--- start PASSAGE SHOWN ---
Fundamental groupoid of a space

Given a topological space X, we can define the fundamental groupoid of X to be the category with objects being points of X, and morphisms x ⟶ y being paths from x to y, quotiented by homotopy equivalence. With this, the fundamental group of X based at x is just the automorphism group of x.

def Path.Homotopy.reflTransSymmAux (x : ↑unitInterval × ↑unitInterval) : ℝ

Auxiliary function for reflTransSymm.

Equations

• Path.Homotopy.reflTransSymmAux x = if ↑x.2 ≤ 1 / 2 then ↑x.1 * 2 * ↑x.2 else ↑x.1 * (2 - 2 * ↑x.2)
--- end PASSAGE SHOWN ---
--- start STORED DATA ---
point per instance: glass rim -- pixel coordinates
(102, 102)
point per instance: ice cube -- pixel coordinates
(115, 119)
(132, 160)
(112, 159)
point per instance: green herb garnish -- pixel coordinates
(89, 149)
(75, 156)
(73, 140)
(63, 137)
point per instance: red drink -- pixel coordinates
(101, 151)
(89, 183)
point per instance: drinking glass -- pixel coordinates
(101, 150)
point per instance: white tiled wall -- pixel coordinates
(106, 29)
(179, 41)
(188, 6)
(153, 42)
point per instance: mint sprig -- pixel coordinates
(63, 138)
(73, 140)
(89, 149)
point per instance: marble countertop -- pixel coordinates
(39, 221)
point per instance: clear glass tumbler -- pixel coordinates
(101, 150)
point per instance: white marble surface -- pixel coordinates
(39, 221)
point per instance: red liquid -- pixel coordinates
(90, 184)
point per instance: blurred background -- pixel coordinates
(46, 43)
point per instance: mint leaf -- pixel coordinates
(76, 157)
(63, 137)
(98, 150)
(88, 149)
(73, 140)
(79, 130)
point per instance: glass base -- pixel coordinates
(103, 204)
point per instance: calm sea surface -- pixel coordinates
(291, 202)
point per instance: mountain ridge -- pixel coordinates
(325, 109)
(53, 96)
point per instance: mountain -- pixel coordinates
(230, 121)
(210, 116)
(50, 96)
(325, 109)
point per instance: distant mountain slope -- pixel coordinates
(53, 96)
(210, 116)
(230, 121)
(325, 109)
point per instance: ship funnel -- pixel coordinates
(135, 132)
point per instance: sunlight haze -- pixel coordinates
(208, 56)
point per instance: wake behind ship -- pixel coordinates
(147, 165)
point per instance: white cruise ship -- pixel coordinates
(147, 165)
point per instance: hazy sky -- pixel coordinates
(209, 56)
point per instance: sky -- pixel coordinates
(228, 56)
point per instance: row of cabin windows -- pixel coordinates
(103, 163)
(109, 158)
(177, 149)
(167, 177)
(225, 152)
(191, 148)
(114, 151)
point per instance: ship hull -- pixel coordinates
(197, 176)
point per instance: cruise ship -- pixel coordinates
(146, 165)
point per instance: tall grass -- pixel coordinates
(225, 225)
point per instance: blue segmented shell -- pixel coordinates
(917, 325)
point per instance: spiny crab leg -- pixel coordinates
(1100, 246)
--- end STORED DATA ---
### EXERCISE AIM
Write out, word for word, everything in the fundamental groupoid passage from "Given a topological" down to "group of x.". The entries aren't needed here.

### EXERCISE OUTPUT
Given a topological space X, we can define the fundamental groupoid of X to be the category with objects being points of X, and morphisms x ⟶ y being paths from x to y, quotiented by homotopy equivalence. With this, the fundamental group of X based at x is just the automorphism group of x.